* **任务说明**
把下面数据里所有带有“tank”这个词的行都提取出来，一行一行照抄。

关于物体位置的数据集记录

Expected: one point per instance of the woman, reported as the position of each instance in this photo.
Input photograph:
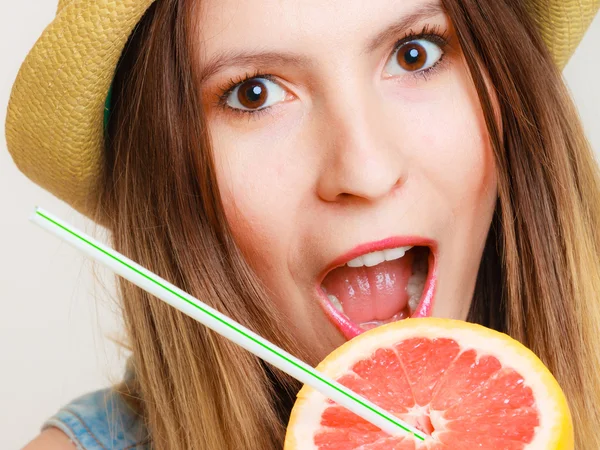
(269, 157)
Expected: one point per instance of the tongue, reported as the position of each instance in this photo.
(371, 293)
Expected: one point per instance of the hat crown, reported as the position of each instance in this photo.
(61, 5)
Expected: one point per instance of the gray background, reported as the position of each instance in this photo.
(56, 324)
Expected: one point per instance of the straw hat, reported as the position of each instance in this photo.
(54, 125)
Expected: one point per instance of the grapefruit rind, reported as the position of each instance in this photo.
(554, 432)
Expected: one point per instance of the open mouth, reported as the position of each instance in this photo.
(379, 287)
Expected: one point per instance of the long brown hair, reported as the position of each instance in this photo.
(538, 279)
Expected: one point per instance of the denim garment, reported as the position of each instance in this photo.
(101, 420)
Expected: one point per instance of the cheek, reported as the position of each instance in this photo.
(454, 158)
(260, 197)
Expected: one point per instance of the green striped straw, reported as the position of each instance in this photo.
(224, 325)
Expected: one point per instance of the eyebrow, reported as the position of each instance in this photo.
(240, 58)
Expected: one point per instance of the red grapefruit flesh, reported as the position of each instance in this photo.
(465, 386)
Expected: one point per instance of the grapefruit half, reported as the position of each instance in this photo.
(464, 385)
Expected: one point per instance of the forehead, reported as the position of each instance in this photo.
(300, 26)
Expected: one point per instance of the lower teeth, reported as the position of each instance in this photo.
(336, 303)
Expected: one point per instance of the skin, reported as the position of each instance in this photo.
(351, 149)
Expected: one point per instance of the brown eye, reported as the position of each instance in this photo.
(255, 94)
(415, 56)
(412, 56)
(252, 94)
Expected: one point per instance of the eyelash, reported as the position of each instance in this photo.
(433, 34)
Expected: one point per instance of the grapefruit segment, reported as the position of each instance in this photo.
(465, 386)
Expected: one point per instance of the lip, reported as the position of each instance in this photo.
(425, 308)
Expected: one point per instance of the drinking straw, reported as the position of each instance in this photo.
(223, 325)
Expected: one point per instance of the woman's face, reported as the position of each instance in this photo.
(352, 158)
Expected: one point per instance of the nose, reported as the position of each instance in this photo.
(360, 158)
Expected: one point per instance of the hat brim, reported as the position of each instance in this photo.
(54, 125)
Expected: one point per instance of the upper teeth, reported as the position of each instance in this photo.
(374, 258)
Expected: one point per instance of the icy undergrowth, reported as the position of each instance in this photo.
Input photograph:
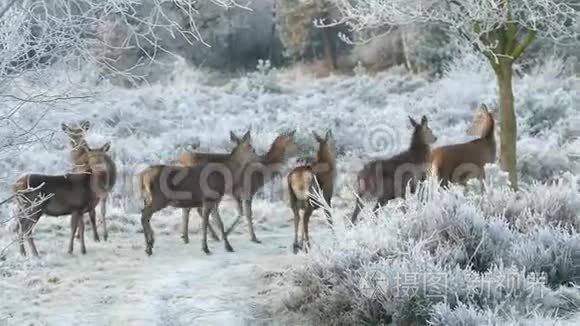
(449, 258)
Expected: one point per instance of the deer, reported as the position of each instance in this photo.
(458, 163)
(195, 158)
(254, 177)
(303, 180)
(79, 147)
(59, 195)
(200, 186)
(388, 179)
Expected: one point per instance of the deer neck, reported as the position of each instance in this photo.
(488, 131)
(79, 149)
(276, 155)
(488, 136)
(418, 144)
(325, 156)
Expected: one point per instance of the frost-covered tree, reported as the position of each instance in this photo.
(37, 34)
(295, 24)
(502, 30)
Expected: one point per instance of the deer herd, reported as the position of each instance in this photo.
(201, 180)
--
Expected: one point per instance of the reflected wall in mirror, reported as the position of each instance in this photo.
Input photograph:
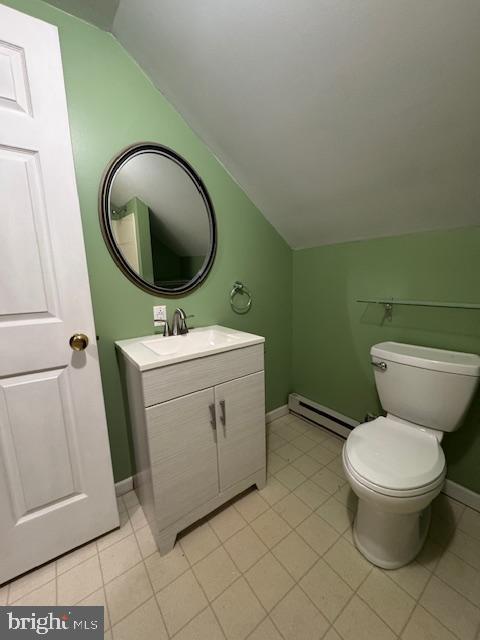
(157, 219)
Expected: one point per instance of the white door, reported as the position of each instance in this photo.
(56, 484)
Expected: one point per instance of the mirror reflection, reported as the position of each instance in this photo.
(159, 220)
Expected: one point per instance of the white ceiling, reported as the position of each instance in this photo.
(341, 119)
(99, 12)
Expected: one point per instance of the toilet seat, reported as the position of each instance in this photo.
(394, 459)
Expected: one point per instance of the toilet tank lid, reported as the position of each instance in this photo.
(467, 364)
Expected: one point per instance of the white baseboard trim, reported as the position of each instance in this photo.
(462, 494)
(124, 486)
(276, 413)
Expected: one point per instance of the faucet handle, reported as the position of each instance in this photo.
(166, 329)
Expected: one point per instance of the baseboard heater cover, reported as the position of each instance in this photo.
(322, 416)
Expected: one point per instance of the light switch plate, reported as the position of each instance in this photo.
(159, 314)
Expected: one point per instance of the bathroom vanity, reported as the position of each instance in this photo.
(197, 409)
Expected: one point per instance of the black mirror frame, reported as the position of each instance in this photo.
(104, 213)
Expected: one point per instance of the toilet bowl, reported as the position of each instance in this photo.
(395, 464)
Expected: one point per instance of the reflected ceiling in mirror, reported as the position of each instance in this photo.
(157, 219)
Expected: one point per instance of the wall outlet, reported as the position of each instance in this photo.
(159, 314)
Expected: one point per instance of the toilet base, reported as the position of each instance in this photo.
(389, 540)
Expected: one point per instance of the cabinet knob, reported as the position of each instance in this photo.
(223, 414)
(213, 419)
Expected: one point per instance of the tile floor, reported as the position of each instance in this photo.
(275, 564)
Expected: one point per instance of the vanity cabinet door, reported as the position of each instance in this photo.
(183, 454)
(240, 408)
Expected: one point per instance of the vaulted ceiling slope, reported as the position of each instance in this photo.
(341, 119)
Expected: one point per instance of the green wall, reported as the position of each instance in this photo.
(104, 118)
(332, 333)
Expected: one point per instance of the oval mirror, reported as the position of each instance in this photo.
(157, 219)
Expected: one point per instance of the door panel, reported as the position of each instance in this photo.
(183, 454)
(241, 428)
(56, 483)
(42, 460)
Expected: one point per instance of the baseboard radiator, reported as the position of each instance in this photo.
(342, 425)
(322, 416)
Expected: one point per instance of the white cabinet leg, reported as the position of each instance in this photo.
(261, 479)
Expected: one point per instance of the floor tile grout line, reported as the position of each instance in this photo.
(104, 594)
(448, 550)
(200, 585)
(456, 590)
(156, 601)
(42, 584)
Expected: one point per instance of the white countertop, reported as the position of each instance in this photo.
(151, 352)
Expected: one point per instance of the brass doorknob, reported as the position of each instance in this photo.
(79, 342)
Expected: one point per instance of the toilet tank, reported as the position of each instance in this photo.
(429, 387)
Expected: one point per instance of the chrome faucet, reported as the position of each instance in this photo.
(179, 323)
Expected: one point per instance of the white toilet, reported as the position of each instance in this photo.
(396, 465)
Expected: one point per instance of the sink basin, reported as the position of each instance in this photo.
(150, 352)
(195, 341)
---
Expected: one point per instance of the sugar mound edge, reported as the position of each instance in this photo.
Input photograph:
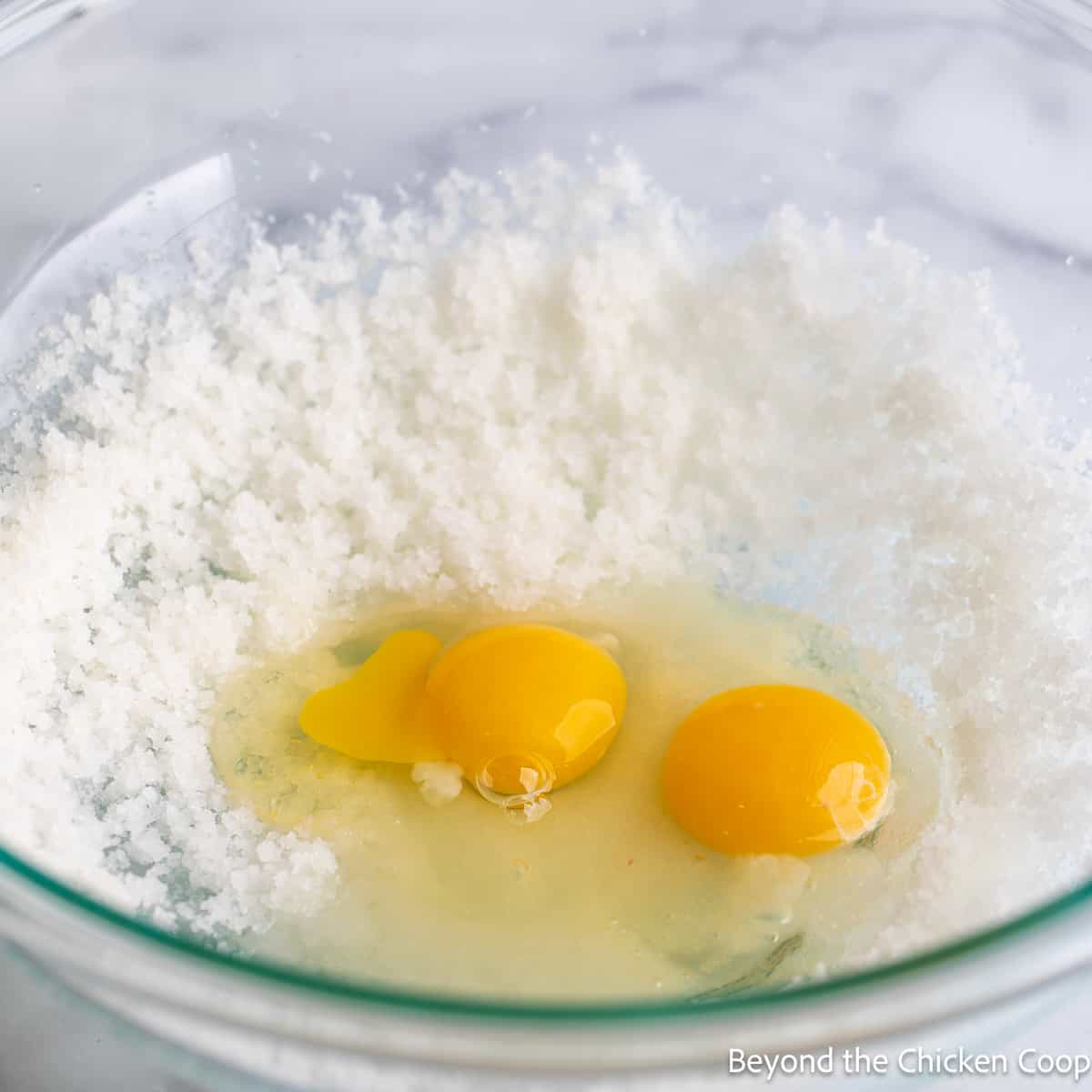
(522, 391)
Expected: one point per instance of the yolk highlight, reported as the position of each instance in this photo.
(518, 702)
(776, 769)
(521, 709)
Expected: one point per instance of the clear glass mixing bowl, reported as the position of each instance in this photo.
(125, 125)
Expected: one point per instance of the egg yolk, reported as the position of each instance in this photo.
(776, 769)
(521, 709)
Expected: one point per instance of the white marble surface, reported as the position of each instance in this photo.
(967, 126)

* **解答**
Expected: one point per instance of the toilet tank lid, reported as the position of each instance in this photo.
Expected: one point per instance of the toilet tank, reported as the position of each instance in this photo.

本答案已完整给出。